Translate this sentence from the account of a chicken consultation below into Spanish: "The coop could be situated at one end and the chickens could be let out to forage in the beds over the winter."

Excerpt provided:
______
I’ve lived on Gabriola Island for almost twenty years and never had a conversation with Ed. I’ve seen him around at the local food fair selling his garlic and said hello in passing when he was visiting our mutual friends, Thomas and Elizabeth. Thomas mentioned that Ed stopped by weekly and was one of their favourite pop-ins (I, of course, am another). I think he’s the only man here sporting a walrus mustache so he’s a bit hard to miss.
He sent me an email recently asking if I’d come to his place to do a chicken consultation. He wants to get chickens so was looking for some advice. We set up a time and I headed to his place a few days later. I’m glad he described his property because I couldn’t find a number sign at the road. I parked amid his truck and what look like project cars, or maybe derelict vehicles that haven’t made it to the haulers yet. I headed over to what I assumed was his house – the door was ajar so I headed into a space that filled the ground floor with what appeared to be a pottery studio. I gave a call, no answer. I headed over to another building – this one was open as well. It had a kitchen so maybe this was the house. Again I called and no answer.
I figured if I wandered around for long enough he might appear. I toured through fenced gardens, saw a few deer, crossed a bridge flanked by a grove of bamboo, called again and still no Ed. I went home and emailed him. Turns out he was napping and didn’t wake up till long after I was gone.
We set a time for the following weekend. Again, I wandered around a bit and Ed popped out of the building with the kitchen. It turns out I was right to be confused. The main building with the studio on the ground floor is where he lives, up on the second floor. The second building is an old trailer that was the first home to the now defunct health food store and café, Harvest Thyme. He told me he’ll be transitioning between them. He’s got macular degeneration, a condition that affects his vision so he’s looking for a one level, less cluttered home. The big bonus in my eyes is the trailer has a bathroom and his house doesn’t. For the first twenty years he lived there he used an outhouse.
He showed me his latest acquisition, which he bought on a whim and found himself somewhat unprepared: Coturnix Quail. They were housed in a pen on the porch, but Ed quickly found that raccoons could reach in through the mesh and killed his only male. Fortunately, he had just hatched out some chicks in his incubator and was hoping to bolster his remaining flock of three females.
We toured around the property and I found what I though was the perfect location for his future chickens. I’m all about minimizing the work load and using what you’ve already got. There’s a large fenced garden and I thought he could make a long run using three sides of his existing fence, which would only require fencing on the remaining side to make a large rectangular pen. The coop could be situated at one end and the chickens could be let out to forage in the beds over the winter.
I was invited to do a consultation, but once there I asked if I could interview him for my blog. He was amenable, but I don’t think he’s used to being peppered with questions.
______
Recorded data:
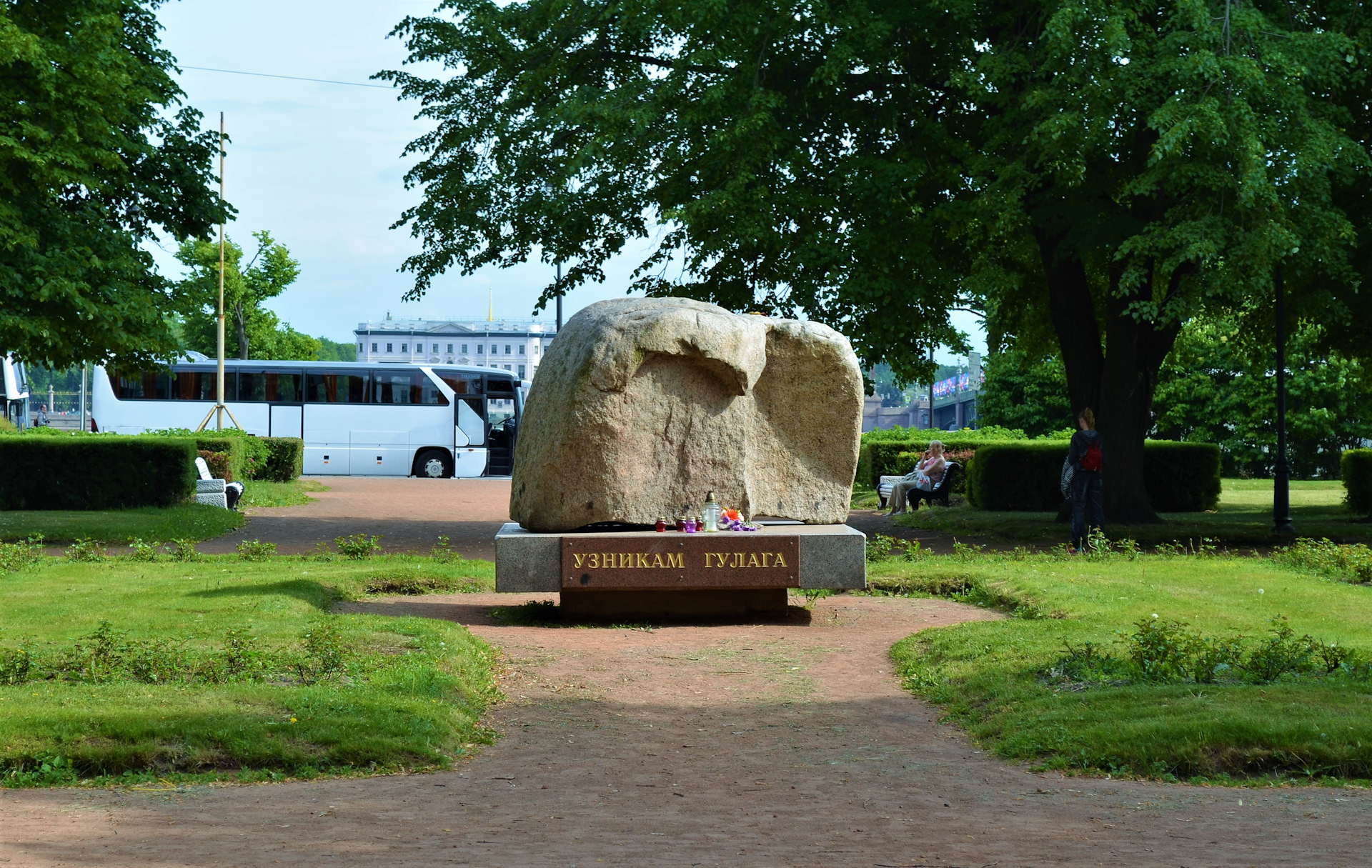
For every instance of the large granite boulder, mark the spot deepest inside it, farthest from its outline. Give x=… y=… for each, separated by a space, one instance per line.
x=642 y=406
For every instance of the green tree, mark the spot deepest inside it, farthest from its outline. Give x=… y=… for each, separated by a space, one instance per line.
x=1218 y=387
x=96 y=155
x=335 y=351
x=1025 y=392
x=1087 y=173
x=1142 y=162
x=257 y=332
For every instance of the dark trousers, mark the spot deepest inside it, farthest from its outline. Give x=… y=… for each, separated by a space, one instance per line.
x=1087 y=510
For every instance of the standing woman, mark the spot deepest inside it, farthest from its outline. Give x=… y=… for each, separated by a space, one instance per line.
x=1087 y=457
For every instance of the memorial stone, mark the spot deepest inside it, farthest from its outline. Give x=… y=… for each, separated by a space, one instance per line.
x=642 y=406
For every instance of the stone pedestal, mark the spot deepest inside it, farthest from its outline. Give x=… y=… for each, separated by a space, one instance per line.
x=682 y=575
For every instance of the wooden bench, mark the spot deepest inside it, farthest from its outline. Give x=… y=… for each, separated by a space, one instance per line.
x=214 y=492
x=940 y=492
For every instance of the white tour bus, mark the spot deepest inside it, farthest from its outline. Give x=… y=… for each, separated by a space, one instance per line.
x=356 y=419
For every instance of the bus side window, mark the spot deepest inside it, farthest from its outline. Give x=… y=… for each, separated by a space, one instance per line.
x=395 y=387
x=462 y=383
x=253 y=386
x=283 y=386
x=335 y=387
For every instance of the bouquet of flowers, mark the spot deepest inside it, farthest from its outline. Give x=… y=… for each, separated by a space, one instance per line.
x=733 y=520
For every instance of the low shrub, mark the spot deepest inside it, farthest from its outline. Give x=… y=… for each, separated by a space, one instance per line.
x=106 y=656
x=95 y=472
x=1170 y=652
x=256 y=550
x=183 y=550
x=17 y=556
x=144 y=552
x=1356 y=472
x=86 y=550
x=1027 y=477
x=414 y=583
x=444 y=552
x=284 y=459
x=1327 y=559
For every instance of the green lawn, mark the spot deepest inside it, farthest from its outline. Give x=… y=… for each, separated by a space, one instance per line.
x=1006 y=682
x=117 y=527
x=1243 y=517
x=292 y=692
x=183 y=522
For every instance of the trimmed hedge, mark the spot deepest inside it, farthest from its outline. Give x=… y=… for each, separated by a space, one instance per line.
x=232 y=450
x=284 y=459
x=1182 y=477
x=1356 y=472
x=96 y=472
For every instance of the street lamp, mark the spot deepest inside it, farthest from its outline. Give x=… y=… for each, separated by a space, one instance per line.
x=1282 y=484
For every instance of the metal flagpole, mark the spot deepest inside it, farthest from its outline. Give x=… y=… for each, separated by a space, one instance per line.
x=220 y=408
x=1282 y=484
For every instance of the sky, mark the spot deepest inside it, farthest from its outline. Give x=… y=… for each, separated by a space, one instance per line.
x=322 y=166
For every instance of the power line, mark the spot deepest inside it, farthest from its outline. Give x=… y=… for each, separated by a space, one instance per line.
x=326 y=81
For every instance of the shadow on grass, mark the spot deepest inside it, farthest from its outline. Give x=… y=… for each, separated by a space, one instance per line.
x=1228 y=526
x=319 y=595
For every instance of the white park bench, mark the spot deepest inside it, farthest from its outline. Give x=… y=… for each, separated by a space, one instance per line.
x=216 y=492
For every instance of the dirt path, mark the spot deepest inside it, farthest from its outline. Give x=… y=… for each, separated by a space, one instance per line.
x=408 y=513
x=744 y=745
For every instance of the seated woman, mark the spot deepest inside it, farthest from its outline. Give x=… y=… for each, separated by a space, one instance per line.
x=926 y=477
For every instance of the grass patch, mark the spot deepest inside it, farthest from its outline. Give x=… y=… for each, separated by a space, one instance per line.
x=1243 y=517
x=222 y=668
x=280 y=494
x=117 y=527
x=1012 y=683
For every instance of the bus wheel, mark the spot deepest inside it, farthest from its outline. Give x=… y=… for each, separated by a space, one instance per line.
x=434 y=464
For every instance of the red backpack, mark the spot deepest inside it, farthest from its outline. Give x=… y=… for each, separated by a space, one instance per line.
x=1093 y=461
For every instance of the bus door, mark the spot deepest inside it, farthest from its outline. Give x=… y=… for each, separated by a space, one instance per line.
x=468 y=435
x=499 y=425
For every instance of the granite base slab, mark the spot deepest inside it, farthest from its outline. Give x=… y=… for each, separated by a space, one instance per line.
x=832 y=556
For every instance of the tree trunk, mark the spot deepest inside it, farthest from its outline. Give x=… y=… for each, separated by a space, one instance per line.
x=242 y=326
x=1115 y=376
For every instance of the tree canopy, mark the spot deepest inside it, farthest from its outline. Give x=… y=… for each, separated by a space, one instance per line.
x=96 y=155
x=1090 y=174
x=252 y=328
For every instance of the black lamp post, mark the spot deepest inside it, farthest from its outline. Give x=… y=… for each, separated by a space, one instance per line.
x=559 y=295
x=1282 y=484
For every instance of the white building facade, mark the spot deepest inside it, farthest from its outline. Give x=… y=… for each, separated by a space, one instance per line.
x=516 y=346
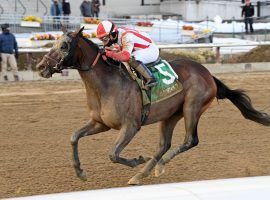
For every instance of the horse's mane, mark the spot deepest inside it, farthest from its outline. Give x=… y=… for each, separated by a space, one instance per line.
x=109 y=61
x=90 y=43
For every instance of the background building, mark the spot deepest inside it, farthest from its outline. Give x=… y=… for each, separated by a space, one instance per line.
x=188 y=10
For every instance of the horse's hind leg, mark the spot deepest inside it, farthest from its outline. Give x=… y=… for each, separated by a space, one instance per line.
x=126 y=134
x=194 y=106
x=166 y=131
x=91 y=128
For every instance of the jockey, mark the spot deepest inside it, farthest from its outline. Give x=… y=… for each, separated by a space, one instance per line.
x=122 y=44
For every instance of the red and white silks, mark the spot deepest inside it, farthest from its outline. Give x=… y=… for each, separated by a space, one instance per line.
x=137 y=44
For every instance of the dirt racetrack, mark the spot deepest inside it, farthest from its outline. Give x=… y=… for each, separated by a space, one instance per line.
x=37 y=119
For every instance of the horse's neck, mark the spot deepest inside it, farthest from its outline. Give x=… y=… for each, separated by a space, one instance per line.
x=100 y=77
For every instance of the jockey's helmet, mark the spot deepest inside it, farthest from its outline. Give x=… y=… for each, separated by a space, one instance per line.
x=5 y=27
x=107 y=32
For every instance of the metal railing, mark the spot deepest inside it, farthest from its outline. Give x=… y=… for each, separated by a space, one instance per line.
x=44 y=5
x=21 y=4
x=1 y=10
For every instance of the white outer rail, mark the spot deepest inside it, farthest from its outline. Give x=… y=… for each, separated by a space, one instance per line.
x=167 y=46
x=251 y=188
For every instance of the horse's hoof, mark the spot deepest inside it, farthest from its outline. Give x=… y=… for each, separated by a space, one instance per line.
x=82 y=175
x=144 y=159
x=135 y=180
x=159 y=170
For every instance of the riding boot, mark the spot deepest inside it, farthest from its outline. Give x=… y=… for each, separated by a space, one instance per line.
x=146 y=73
x=16 y=77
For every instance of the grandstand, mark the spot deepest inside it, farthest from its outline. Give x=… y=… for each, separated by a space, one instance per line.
x=189 y=10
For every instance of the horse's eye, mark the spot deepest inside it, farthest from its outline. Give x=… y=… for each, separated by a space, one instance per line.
x=64 y=46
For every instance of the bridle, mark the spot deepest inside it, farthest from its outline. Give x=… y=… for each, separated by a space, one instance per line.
x=69 y=60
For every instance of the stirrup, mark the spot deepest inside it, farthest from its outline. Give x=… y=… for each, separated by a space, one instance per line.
x=150 y=83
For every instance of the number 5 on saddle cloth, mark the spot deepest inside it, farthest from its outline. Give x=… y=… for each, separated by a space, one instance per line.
x=168 y=84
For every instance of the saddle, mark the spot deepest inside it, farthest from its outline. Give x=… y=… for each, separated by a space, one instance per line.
x=168 y=84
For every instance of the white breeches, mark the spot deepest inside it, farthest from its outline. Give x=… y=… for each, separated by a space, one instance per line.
x=147 y=55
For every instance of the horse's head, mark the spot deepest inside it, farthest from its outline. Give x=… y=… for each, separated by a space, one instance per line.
x=62 y=55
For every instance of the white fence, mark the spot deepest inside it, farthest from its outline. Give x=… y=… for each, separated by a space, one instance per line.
x=251 y=188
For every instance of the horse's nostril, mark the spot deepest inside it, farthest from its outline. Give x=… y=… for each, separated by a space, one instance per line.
x=40 y=67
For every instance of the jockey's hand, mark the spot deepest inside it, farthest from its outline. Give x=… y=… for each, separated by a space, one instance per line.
x=102 y=51
x=109 y=53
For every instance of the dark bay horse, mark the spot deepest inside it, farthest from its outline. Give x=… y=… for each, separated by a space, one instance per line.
x=115 y=102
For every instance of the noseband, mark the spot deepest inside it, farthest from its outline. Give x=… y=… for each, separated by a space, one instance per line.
x=58 y=66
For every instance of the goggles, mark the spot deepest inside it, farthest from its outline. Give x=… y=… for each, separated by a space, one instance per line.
x=105 y=39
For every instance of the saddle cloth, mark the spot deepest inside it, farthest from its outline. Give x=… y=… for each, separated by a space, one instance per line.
x=168 y=84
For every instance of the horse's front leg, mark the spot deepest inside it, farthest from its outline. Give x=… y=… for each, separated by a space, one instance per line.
x=91 y=128
x=125 y=136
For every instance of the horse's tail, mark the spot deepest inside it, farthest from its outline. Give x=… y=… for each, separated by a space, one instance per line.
x=242 y=102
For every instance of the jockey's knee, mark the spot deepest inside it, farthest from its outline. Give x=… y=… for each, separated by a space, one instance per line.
x=73 y=139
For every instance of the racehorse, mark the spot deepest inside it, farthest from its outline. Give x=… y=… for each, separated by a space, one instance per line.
x=115 y=102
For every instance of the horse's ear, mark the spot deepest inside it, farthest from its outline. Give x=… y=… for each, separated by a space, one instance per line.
x=79 y=32
x=63 y=28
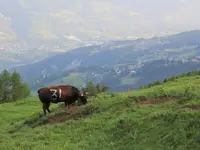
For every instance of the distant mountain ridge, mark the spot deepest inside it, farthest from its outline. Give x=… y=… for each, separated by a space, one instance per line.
x=109 y=61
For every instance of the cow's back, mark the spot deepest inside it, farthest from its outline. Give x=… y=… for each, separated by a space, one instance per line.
x=68 y=93
x=44 y=95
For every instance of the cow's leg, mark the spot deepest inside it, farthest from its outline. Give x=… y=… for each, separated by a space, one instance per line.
x=47 y=107
x=44 y=108
x=67 y=106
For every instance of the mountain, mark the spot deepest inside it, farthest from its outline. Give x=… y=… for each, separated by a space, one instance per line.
x=165 y=116
x=120 y=64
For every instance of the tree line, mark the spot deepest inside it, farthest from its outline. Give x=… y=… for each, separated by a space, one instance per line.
x=12 y=87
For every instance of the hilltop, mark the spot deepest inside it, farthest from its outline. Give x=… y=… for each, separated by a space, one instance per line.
x=164 y=116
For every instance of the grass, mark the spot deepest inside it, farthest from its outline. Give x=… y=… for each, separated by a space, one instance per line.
x=110 y=121
x=129 y=81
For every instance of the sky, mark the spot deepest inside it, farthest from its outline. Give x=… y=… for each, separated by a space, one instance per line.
x=113 y=18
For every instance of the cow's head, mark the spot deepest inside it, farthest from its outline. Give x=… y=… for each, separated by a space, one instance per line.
x=83 y=97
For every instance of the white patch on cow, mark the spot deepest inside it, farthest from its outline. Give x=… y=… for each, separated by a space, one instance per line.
x=60 y=93
x=54 y=93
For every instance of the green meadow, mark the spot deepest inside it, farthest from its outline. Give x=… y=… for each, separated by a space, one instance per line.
x=164 y=116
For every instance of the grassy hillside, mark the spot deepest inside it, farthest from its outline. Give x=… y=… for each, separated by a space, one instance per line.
x=165 y=116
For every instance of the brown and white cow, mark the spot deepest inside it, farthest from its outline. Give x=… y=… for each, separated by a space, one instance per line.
x=61 y=93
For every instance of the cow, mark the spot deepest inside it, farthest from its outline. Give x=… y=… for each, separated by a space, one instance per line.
x=61 y=93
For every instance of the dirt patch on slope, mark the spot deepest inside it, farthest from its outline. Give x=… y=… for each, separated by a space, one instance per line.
x=70 y=112
x=191 y=107
x=64 y=114
x=156 y=100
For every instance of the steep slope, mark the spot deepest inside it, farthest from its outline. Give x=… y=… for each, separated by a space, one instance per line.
x=161 y=117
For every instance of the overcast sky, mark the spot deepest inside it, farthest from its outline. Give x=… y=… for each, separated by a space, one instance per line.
x=110 y=17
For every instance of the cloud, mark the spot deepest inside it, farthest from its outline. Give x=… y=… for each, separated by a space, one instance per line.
x=108 y=18
x=62 y=13
x=132 y=13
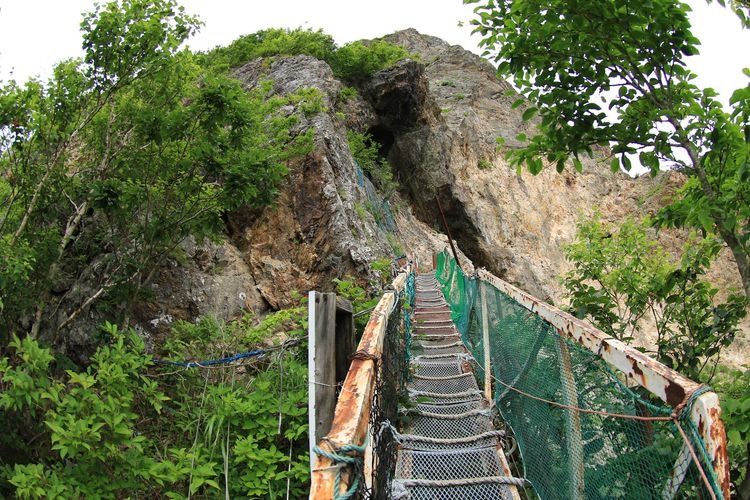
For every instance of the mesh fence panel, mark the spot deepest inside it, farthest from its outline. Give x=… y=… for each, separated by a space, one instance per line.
______
Answer to the exercise: El gallinero podría ubicarse en un extremo y se podría dejar salir a las gallinas a buscar comida en los canteros durante el invierno.